Ok, I'm not a an MMX programmer.... (LONG)
here''s my problem:
I''ve been using an MMX alpha blend blitter routine written in MMX by some-else for a while now. But, what I have found out is that it doesn''t handle surface widths which are not multiple of 4 properly. Here is the code it uses:
i = height;
do
{
j = width/4;
// If you see two lines together this means that I am guessing that these two
// instructions will pair in the Pentium U & V pipes.
_asm
{
push edi ;Save off to restore later
push esi ;Save off to restore later
mov edi,lpDest ; Move the destination pointer into edi
mov esi,lpSprite ; Move the source pointer into esi
SPAN_RUN_565: movq mm7,[edi] ; Copy the 8 bytes pointed to by edi into mm7
movq mm6,[esi] ; Copy the 8 bytes pointed to by esi into mm6
movq mm2,ALPHA64 ; Copy ALPHA64 into mm2
movq mm0,mm7 ; RED - Copy mm7 to mm0, destination pixels
pand mm0,MASKRED ; RED - and mm0 with the red channel mask [0r00 0r00 0r00 0r00]
movq mm1,mm6 ; RED - Copy mm6 to mm1, source pixels
pand mm1,MASKRED ; RED - and mm1 with red channel mask [0r00 0r00 0r00 0r00]
psrlw mm0,11 ; RED - shift each pixel to the right by 11 [000r 000r 000r 000r]
movq mm5,mm7 ; GRN - Copy destination pixels (mm7) to mm5
psrlw mm1,11 ; RED - shift each pixel to the right by 11 [000r 000r 000r 000r]
paddw mm1, ADD64
movq mm3,mm6 ; GRN - Copy source pixels (mm6) to mm3
psubsw mm1,mm0 ; RED - Subtract the destination from the source
pand mm5,MASKGREEN ; GRN - and mm5 with the green channel mask [00g0 00g0 00g0 00g0]
pmullw mm1,mm2 ; RED - multiple the subtraction result by the ALPHA value
pand mm3,MASKGREEN ; GRN - and mm3 with the green channel mask [00g0 00g0 00g0 00g0]
psrlw mm5,5 ; GRN - shift each pixel to the right by 5 [000g 000g 000g 000g]
psrlw mm3,5 ; GRN - Shift green source to the right by 5
nop ; Do nothing
paddw mm3, ADD64
psrlw mm1,8 ; RED - Divide by 256 this is done to avoid floating point math
psubsw mm3,mm5 ; GRN - Subtract the green source and destination components
pmullw mm3,mm2 ; GRN - Multiple the result from the subtraction by the alpha value
paddw mm1,mm0 ; RED - Add the destination red component value
psubw mm1, ALPHABY4
psllw mm1,11 ; RED - Shift the red component back into place, 11 to the left
movq mm0,mm7 ; BLU - Copy the destination pixels to mm0
pand mm0, MASKBLUE ; BLU - ''and'' mm0 with the blue channel mask [000b 000b 000b 000b]
psrlw mm3,8 ; GRN - Divide by 256 this is done to avoid floating point math
paddw mm3,mm5 ; GRN - Add the destination green component value
movq mm4, mm6 ; BLU - Copy the source into mm4
psubw mm3, ALPHABY4
pand mm4, MASKBLUE ; BLU - ''and'' mm0 with the blue channel mask [000b 000b 000b 000b]
psllw mm3,5 ; GRN - Shift the green component back into place, 5 to the left
paddw mm4, ADD64
psubsw mm4,mm0 ; BLU - Subtract the blue source and destination components
por mm1,mm3 ; GRN - ''or'' the red and green components results back together
pmullw mm4,mm2 ; BLU - Multiple the result from the subtraction by the alpha value
movq mm3,COLORKEY64 ; Load COLORKEY64 into mm4
psrlw mm4,8 ; BLU - Divide by 256 this is done to avoid floating point math
pcmpeqw mm3,mm6 ; Compare colorKey to original source
paddw mm4,mm0 ; BLU - Add the destination blue component value
movq mm5,mm3 ; Copy mm3 to mm5
psubw mm4, ALPHABY4
por mm1,mm4 ; BLU - ''or'' the blue result to the red and green results
pand mm5,mm7 ; ''and'' mm5 and the original destination pixels
pandn mm3,mm1 ; not''s mm3 then performs and "AND" with mm1
por mm3,mm5 ; And mm3 and mm5
movq [edi],mm3 ; Copy the 4 alpha blended pixels to the destination
add edi,8 ; Add 8 bytes to the destination pointer
mov eax,dword ptr [j] ; Load the value of j into eax
add esi,8 ; Add 8 bytes to the source pointer
sub eax,1 ; subtract 1 from eax (j--)

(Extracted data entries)
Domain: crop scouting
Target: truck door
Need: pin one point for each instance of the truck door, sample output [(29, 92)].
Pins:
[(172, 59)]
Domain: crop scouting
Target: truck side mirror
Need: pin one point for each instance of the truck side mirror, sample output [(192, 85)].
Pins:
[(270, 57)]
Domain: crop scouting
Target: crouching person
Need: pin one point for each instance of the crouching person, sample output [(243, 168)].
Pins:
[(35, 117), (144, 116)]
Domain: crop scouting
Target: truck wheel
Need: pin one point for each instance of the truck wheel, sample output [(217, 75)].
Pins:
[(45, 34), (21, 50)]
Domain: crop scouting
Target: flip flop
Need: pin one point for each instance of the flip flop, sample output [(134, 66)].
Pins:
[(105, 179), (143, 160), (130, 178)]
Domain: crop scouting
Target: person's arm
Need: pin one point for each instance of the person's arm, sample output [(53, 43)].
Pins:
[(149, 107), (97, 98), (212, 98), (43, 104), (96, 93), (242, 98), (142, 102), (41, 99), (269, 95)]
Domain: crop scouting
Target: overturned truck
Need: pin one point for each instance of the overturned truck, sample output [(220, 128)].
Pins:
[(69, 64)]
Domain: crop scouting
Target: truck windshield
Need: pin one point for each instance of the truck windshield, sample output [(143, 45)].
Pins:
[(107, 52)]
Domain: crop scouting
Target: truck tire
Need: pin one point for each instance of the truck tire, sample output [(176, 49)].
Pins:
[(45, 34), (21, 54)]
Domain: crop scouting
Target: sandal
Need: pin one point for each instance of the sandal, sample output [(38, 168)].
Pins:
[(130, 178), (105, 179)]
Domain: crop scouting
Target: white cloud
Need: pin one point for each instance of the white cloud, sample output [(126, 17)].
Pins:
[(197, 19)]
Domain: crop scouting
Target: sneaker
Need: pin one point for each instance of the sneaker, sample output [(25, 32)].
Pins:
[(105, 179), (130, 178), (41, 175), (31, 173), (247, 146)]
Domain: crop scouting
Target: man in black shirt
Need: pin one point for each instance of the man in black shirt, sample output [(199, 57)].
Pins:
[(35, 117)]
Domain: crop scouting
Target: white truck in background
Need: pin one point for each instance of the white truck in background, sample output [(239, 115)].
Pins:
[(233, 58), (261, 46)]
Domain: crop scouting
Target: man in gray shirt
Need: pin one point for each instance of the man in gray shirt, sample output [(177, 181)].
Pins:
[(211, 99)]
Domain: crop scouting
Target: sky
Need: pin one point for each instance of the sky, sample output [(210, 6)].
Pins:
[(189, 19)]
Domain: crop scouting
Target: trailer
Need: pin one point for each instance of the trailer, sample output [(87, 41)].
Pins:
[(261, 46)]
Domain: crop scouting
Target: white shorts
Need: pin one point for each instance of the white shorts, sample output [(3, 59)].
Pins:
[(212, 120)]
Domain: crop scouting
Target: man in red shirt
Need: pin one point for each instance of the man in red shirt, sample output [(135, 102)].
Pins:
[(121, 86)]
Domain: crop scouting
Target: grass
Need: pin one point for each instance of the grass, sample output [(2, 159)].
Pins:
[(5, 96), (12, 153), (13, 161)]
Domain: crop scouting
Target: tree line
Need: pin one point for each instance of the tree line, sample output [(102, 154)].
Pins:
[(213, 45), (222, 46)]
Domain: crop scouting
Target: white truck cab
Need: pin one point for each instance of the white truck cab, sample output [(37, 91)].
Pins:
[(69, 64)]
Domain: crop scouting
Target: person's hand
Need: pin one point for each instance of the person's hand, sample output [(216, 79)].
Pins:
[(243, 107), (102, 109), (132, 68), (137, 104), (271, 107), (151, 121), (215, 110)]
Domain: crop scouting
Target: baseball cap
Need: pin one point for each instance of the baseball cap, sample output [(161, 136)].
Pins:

▶ [What to produce]
Write out the MMX alpha blend post word for word, starting with "Ok, I'm not" and going on through "U & V pipes.". Base your work solely on the MMX alpha blend post.

▶ [Correct output]
Ok, I'm not a an MMX programmer.... (LONG)
here''s my problem:
I''ve been using an MMX alpha blend blitter routine written in MMX by some-else for a while now. But, what I have found out is that it doesn''t handle surface widths which are not multiple of 4 properly. Here is the code it uses:
i = height;
do
{
j = width/4;
// If you see two lines together this means that I am guessing that these two
// instructions will pair in the Pentium U & V pipes.